* _What the exercise asks_
Translate this sentence from the weight-loss forum thread into Spanish: "I resisted the brownies and biked 25 minutes instead!"

* _Text passage_

◆ ◆ ◆ ◆ ◆

So glad I found this thread today...I had decided that today I will start on my diet AGAIN...hopefully 15 by Thanksgiving.  I usually go by a modified weight watchers...hopefully this time I will exercise and have better results.

Kay


----------



## SDKath (Sep 8, 2008)

UGH!  I made brownies for the kids tonight!!!!  AAAAHHHH Help.  Someone give me some willpower tonight PLEEEASE.

Going to ride the bike.  That might keep my mind off the triple chocolate...

Katherine


----------



## JT62 (Sep 8, 2008)

I'm joining in, also. For ease of my keeping track, I will just use my weigh in from last Saturday (I don't keep a scale in the house-trying to focus on behavior, not my weight). So, with 10 weeks, I'd like to lose 15 pounds. (Of course, I'd like MORE, but I;m trying to be realistic)

JT


----------



## ladycody (Sep 8, 2008)

One day down.....

(ugh)


----------



## patti9600 (Sep 9, 2008)

*Good Day*

Good Day.  Walked 5 miles and ate well!  Here is to two in a row!

Patti


----------



## SDKath (Sep 9, 2008)

ladycody said:


> One day down.....
> 
> (ugh)



It gets easier!  I resisted the brownies and biked 25 minutes instead!   

Hang in there.    K


----------



## dmharris (Sep 9, 2008)

SDKath said:


> It gets easier! I resisted the brownies and biked 25 minutes instead!
> 
> Hang in there.  K


 

That is great!  Weight Watchers toffee ice cream bars are excellent for satisfying that chocolate craving and are only 2 points.


----------



## sammy (Sep 11, 2008)

*I'm in....*

.....pathetic as it is, right now my goal is just to be willing to get on the scale.    Last time I got on I'd put on 20 pounds since 2 years ago and I'm thinking I am even up higher than that right now; so here's my goal:
- get on the scale and face the truth by the end of September
- get down 8 more than that figure by Thanksgiving.  

That should put me back into most of my slacks again.

I'm toying with using a personal trainer, but they are soooo expensive, and I have so many pieces of equipment right at home.  Just need to eat less and use what I have.

Good luck to you all!!!

◆ ◆ ◆ ◆ ◆

* _Data provided_
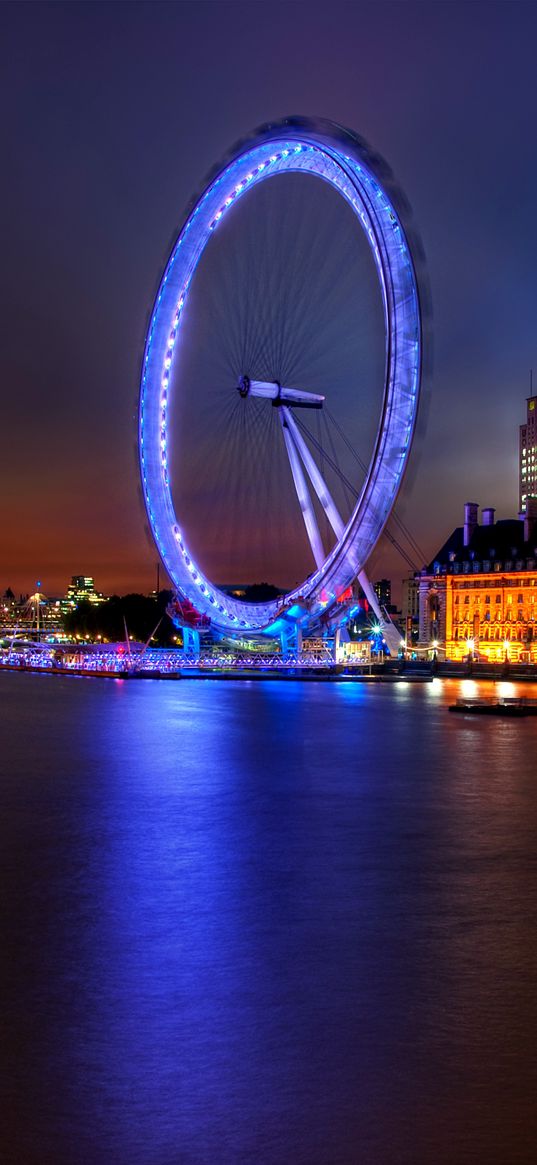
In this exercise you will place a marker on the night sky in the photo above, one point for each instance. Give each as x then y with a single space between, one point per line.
113 114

◆ ◆ ◆ ◆ ◆

* _Response_
¡Resistí los brownies y, en cambio, anduve en bicicleta 25 minutos!